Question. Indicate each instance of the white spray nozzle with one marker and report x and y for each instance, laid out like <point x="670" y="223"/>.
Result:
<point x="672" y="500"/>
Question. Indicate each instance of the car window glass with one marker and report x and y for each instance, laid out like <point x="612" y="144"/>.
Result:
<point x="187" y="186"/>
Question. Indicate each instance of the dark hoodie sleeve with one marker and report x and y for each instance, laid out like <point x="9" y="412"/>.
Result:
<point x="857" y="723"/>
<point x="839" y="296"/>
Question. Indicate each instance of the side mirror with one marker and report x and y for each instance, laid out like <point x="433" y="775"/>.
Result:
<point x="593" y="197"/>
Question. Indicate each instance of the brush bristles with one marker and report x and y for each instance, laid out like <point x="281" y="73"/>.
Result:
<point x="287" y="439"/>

Stated task —
Retype all of the material above with every character intact.

Output of the task —
Question. Indicate each instance of the white spray nozzle with one marker and report x and y for each instance, laid out like <point x="670" y="223"/>.
Result:
<point x="672" y="500"/>
Question. Indicate each instance of the car window glass with one marker and report x and y for each instance, laid out like <point x="612" y="144"/>.
Result:
<point x="187" y="186"/>
Question. Indicate each instance of the dark hoodie sleeve with one marker and report x and y for each instance, laid out like <point x="9" y="412"/>.
Result:
<point x="857" y="723"/>
<point x="839" y="296"/>
Question. Indicate each instance of the side mirror with one marker and report x and y for each instance, laid out like <point x="433" y="775"/>.
Result:
<point x="593" y="197"/>
Question. Indicate each instance of the brush bristles with one marker and report x and y for each instance, laid out like <point x="281" y="73"/>.
Result:
<point x="287" y="439"/>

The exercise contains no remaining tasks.